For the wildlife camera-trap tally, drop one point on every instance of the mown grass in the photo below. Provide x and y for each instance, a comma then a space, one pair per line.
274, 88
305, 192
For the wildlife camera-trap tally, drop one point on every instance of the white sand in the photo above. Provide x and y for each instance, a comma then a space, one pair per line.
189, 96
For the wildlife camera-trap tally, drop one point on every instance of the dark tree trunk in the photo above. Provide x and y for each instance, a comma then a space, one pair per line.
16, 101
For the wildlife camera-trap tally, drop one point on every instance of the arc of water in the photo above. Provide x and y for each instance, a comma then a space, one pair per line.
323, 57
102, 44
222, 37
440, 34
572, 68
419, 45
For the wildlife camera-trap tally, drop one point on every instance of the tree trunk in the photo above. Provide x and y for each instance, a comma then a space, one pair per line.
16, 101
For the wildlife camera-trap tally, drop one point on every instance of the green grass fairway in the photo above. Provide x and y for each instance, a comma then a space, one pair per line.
---
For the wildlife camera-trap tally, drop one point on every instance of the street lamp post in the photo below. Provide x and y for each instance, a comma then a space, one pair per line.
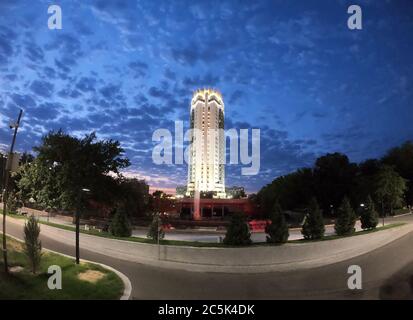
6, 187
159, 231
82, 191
--
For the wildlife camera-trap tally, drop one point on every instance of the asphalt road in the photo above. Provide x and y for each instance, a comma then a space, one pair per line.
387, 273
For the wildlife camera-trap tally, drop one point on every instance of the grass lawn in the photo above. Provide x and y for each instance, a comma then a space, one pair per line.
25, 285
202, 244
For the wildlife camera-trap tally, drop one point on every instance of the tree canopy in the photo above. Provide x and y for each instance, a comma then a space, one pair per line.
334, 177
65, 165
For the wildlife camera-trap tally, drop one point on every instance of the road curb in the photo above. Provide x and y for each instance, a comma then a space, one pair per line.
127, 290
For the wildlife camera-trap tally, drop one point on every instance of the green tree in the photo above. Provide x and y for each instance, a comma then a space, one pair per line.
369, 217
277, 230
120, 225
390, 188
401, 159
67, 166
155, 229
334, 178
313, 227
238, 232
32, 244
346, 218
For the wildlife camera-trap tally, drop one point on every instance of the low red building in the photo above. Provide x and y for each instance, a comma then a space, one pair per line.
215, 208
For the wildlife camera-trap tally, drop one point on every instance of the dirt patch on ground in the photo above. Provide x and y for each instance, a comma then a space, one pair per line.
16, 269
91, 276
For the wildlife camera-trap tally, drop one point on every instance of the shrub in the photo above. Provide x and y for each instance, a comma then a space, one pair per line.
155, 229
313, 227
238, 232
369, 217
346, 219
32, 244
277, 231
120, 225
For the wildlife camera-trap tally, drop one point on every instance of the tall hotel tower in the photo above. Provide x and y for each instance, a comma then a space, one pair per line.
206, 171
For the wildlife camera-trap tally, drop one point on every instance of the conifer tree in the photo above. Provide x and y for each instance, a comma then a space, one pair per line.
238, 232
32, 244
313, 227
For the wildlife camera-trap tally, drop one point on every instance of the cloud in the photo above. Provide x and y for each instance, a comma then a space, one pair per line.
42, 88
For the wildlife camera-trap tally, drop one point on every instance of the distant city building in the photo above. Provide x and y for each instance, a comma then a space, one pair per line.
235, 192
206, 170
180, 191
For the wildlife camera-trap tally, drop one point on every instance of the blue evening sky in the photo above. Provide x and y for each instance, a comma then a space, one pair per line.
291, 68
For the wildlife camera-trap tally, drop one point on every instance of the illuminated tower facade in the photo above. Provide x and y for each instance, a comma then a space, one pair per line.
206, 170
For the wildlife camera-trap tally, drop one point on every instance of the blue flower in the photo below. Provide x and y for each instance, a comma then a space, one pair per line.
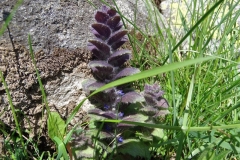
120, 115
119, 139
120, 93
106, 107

Task brief> Rewrite the data from the line with "of the dark" up to and including the line with "the green grass", keeping the request lines unchanged. Multiply each coordinate in the answers by 1.05, round it to a whole number with halves going up, and return only those lines.

Solution to the problem>
For the wildlife camera-trap tally, drop one point on every instance of the dark tree trunk in the photo above. Provide x and y for each instance, a comma then a space, one pair per line.
17, 106
For the wildlife camera-trap tally, drop one point on every instance of the arc of water in the photo above. Provide x and y for each instance, a comma then a space, one pair per line.
339, 60
107, 46
233, 39
462, 36
601, 71
440, 47
For the wildlife camera-trap tally, drop one point on every instance of the tree trunk in the photo above. Provide x and y for each instance, a comma then a space, one pair per line.
17, 106
For the wildlife camera-trap tally, drop one point on every instance of the green grass fairway in the photo above. Provide x and y for each instance, a comma then a space, one pair per line.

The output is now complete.